START Dataset records

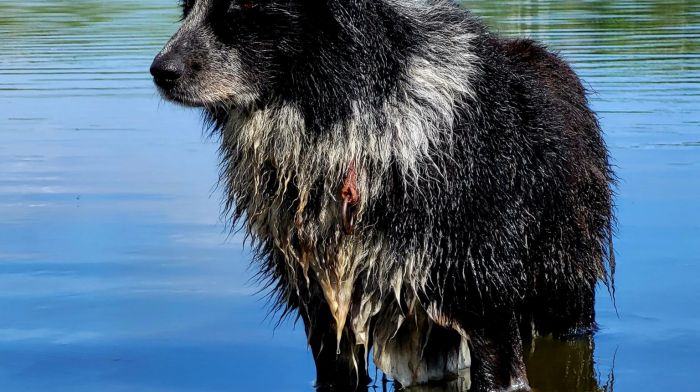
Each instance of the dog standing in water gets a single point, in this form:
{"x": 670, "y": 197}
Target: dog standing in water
{"x": 416, "y": 187}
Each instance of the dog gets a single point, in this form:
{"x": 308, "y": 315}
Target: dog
{"x": 417, "y": 189}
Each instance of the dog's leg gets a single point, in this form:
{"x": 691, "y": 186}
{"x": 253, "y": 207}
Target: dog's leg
{"x": 340, "y": 367}
{"x": 497, "y": 357}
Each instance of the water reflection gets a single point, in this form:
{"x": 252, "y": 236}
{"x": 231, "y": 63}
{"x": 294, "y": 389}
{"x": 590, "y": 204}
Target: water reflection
{"x": 553, "y": 366}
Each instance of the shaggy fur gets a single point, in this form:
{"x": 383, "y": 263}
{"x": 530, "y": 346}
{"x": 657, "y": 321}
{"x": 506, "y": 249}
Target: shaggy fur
{"x": 485, "y": 209}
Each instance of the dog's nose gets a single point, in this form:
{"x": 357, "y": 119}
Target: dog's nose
{"x": 166, "y": 70}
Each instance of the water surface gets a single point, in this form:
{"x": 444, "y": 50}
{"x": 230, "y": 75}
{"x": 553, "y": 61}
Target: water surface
{"x": 116, "y": 273}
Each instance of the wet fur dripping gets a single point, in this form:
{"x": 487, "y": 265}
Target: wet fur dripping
{"x": 484, "y": 210}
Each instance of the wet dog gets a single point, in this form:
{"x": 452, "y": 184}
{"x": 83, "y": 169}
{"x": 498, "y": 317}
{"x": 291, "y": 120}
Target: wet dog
{"x": 416, "y": 187}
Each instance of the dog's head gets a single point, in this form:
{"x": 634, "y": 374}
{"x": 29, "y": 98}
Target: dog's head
{"x": 227, "y": 51}
{"x": 242, "y": 52}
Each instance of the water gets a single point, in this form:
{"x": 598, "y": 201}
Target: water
{"x": 116, "y": 273}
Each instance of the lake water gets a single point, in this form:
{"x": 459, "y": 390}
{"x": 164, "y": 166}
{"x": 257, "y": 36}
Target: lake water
{"x": 116, "y": 273}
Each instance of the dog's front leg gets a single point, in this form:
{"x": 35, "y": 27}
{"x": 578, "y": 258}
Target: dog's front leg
{"x": 340, "y": 366}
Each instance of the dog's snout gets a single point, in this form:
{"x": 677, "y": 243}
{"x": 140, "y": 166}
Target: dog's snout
{"x": 167, "y": 69}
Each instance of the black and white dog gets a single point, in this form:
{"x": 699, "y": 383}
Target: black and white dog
{"x": 416, "y": 187}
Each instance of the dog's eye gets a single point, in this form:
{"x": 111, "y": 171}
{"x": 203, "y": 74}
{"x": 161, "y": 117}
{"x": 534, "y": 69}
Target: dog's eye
{"x": 186, "y": 7}
{"x": 243, "y": 5}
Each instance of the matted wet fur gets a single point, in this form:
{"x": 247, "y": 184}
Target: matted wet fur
{"x": 484, "y": 208}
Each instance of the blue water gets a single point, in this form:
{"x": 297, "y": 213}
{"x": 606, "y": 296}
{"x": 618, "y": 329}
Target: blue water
{"x": 117, "y": 274}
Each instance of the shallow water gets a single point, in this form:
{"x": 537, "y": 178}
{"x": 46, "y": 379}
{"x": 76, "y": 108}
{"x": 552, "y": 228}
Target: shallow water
{"x": 116, "y": 273}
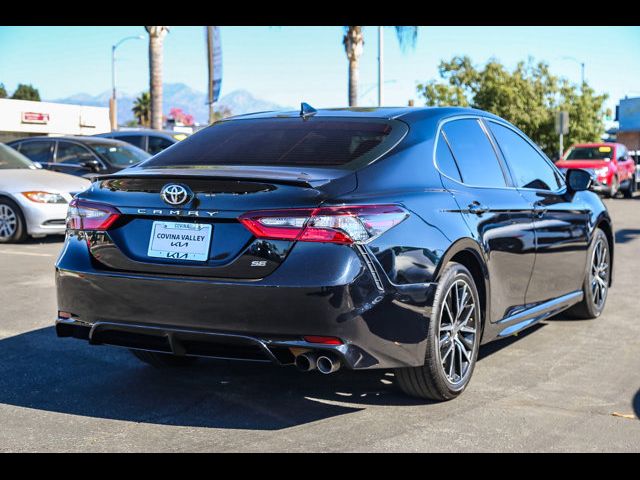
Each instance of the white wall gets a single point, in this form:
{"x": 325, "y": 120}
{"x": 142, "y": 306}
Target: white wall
{"x": 63, "y": 119}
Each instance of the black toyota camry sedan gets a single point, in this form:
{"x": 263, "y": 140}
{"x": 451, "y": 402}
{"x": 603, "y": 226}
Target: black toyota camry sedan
{"x": 396, "y": 238}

END Dataset records

**Work task**. Return all of the entries exactly as written, but drop any pictures they hold.

**Response to this exercise**.
Each instance of the dog standing in water gets a single point, in this form:
{"x": 670, "y": 197}
Target: dog standing in water
{"x": 416, "y": 187}
Each instance of the dog gets a single point, in this form:
{"x": 308, "y": 315}
Target: dog
{"x": 417, "y": 189}
Each instance of the dog's leg gets a single point, in this form:
{"x": 691, "y": 186}
{"x": 253, "y": 207}
Target: dog's leg
{"x": 340, "y": 367}
{"x": 497, "y": 357}
Each instance of the water reflection gets a single point, in this form:
{"x": 252, "y": 236}
{"x": 231, "y": 63}
{"x": 294, "y": 389}
{"x": 590, "y": 204}
Target: water reflection
{"x": 553, "y": 366}
Each instance of the shaggy fur gets a single point, in this form:
{"x": 383, "y": 263}
{"x": 530, "y": 346}
{"x": 657, "y": 321}
{"x": 506, "y": 249}
Target: shaggy fur
{"x": 485, "y": 209}
Each instance of the dog's nose gets a single point, in this form:
{"x": 357, "y": 119}
Target: dog's nose
{"x": 166, "y": 70}
Each instance of the water surface gets a single point, in this form:
{"x": 444, "y": 50}
{"x": 230, "y": 75}
{"x": 553, "y": 61}
Target: water surface
{"x": 116, "y": 273}
Each instance of the wet fur dripping gets a single point, in this form:
{"x": 487, "y": 265}
Target: wet fur dripping
{"x": 484, "y": 210}
Each instance of the wet dog gets a single point, in this form:
{"x": 452, "y": 184}
{"x": 83, "y": 169}
{"x": 498, "y": 317}
{"x": 291, "y": 120}
Target: wet dog
{"x": 416, "y": 187}
Each instance of the dog's head gets a single point, in this form:
{"x": 634, "y": 374}
{"x": 29, "y": 98}
Target: dog's head
{"x": 227, "y": 51}
{"x": 242, "y": 52}
Each instance of the water gets a single point, in this form:
{"x": 598, "y": 201}
Target: water
{"x": 116, "y": 273}
Each instance of the lake water gets a single point, in this form:
{"x": 459, "y": 390}
{"x": 164, "y": 166}
{"x": 257, "y": 36}
Target: lake water
{"x": 116, "y": 273}
Each instance of the dog's front leg gets a single point, in this form:
{"x": 35, "y": 27}
{"x": 578, "y": 258}
Target: dog's front leg
{"x": 340, "y": 366}
Each instance of the dog's snout gets a single point, in this form:
{"x": 677, "y": 243}
{"x": 140, "y": 166}
Target: dog's snout
{"x": 167, "y": 69}
Each instance of the black and white dog gets a single point, in this form:
{"x": 699, "y": 383}
Target: black and white dog
{"x": 416, "y": 187}
Each instance of the dog's eye gets a single point, in this form:
{"x": 111, "y": 171}
{"x": 203, "y": 74}
{"x": 161, "y": 117}
{"x": 534, "y": 69}
Target: dog's eye
{"x": 186, "y": 7}
{"x": 243, "y": 5}
Each instance of the matted wet fur gets a single point, in this form:
{"x": 247, "y": 184}
Target: matted wet fur
{"x": 484, "y": 208}
Each instance of the blue water gets a single point, in this form:
{"x": 297, "y": 213}
{"x": 606, "y": 296}
{"x": 618, "y": 329}
Target: blue water
{"x": 117, "y": 274}
Each instance of the shallow water gets a single point, in this form:
{"x": 537, "y": 178}
{"x": 46, "y": 379}
{"x": 76, "y": 108}
{"x": 552, "y": 228}
Target: shallow water
{"x": 116, "y": 273}
Each instance of the white wall gets a single point, in this form:
{"x": 325, "y": 120}
{"x": 142, "y": 306}
Target: white wall
{"x": 63, "y": 119}
Each instance of the black toyota camry sedan gets a single point, in this form:
{"x": 263, "y": 140}
{"x": 451, "y": 402}
{"x": 603, "y": 226}
Target: black toyota camry sedan
{"x": 396, "y": 238}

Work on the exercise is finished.